== The task ==
Copy every line of the data below word for word, with nothing changed.

-------- Records shown

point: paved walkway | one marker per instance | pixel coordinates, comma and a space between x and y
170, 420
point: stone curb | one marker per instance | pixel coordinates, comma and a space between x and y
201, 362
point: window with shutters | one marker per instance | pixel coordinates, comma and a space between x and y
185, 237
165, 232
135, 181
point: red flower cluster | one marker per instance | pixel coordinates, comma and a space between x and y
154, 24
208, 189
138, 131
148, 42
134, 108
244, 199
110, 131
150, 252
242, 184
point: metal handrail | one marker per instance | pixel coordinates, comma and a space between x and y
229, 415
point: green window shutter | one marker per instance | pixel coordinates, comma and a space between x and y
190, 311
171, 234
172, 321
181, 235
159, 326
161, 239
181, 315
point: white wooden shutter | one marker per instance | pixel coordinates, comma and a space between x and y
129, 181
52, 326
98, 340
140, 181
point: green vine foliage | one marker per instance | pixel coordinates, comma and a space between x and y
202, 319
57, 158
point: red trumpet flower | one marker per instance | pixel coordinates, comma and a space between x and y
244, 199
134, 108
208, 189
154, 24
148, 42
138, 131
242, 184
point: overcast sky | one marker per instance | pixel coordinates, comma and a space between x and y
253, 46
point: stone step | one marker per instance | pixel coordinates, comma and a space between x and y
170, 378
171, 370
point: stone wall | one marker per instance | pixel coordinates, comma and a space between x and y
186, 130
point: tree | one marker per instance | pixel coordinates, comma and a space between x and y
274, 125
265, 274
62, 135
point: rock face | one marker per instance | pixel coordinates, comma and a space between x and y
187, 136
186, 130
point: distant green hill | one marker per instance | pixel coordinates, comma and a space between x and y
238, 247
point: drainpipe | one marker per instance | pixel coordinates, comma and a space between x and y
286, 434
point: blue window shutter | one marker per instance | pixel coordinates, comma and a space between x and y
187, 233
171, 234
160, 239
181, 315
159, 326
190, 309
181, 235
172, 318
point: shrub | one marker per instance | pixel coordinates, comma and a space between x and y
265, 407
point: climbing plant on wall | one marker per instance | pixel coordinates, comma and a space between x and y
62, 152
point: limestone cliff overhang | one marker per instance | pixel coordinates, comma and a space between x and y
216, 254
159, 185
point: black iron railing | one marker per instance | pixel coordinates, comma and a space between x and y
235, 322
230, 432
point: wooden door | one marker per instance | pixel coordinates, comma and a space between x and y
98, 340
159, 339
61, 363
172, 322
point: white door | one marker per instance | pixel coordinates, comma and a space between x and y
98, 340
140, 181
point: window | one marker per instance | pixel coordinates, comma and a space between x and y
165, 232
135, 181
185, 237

----------------

== Full response ==
point: paved walkway | one marker per instance | pixel coordinates, comma and a space between x and y
170, 420
point: stone curb | one marker per instance | pixel coordinates, comma and a space between x and y
201, 362
point: window with shutters | one marker per instance | pixel coordinates, comma and a space between x and y
185, 237
165, 232
135, 181
point: red flower cluster | one marker per instance | pixel coordinates, comma and a space between x and y
154, 24
208, 189
138, 131
148, 42
134, 108
244, 199
110, 131
150, 252
242, 184
point: metal handrail | one marker per instance | pixel coordinates, comma and a space between x and y
229, 415
point: green window shutter | one marker per instance | pixel coordinates, comma and a space between x and y
190, 311
171, 234
172, 321
181, 235
159, 326
161, 239
181, 315
point: white wooden shutter | one marker per instance | pixel coordinates, comma and a space between x and y
129, 181
52, 326
98, 340
140, 181
point: green vine foliage | one marker per instance | pixel coordinates, comma and a space between x and y
202, 319
57, 158
point: red trumpet flower | one marker per instance | pixel coordinates, comma and a space between x and y
244, 199
134, 108
208, 189
154, 24
148, 42
138, 131
242, 184
point: overcast sky | one marker per instance | pixel coordinates, comma and a space between x and y
253, 46
point: stone step | one marker per instance | pixel coordinates, comma and a space between x and y
170, 378
171, 370
point: stone wall | one marker per instance | pixel coordinates, comma and a space between x and y
186, 130
point: tree | one marker per instance | pixel coordinates, comma and a space between x and y
274, 125
265, 274
62, 135
point: rock face | one marker per instance | pixel coordinates, comma and a space between x and y
187, 136
186, 130
point: distant green hill | one marker per instance | pixel coordinates, comma and a space between x and y
238, 247
point: drainpipe | one marker per instance | pixel coordinates, comma and a space between x and y
286, 434
point: blue window shutter | one marker per instance | pixel coordinates, comma and a space between x and y
187, 233
171, 234
160, 239
181, 315
159, 326
190, 309
181, 235
172, 318
point: shrub | one marker per instance | pixel coordinates, comma and a space between x and y
265, 407
point: climbing plant on wall | one marker per instance | pixel coordinates, comma and a space between x and y
62, 152
point: limestone cliff overhang | one marker per instance | pixel coordinates, comma and a space between x and y
216, 254
159, 185
point: black iron railing | one marker per instance | pixel coordinates, comma and a space between x and y
235, 322
230, 432
point: wooden door | one marker per instance | pixel coordinates, comma and a space between x and y
98, 340
159, 339
61, 363
172, 322
point: white door | one marker per instance | pixel coordinates, comma and a space between x and y
98, 340
140, 181
point: window | one marker per instance | pixel coordinates, comma and a space between x and y
165, 232
135, 181
185, 237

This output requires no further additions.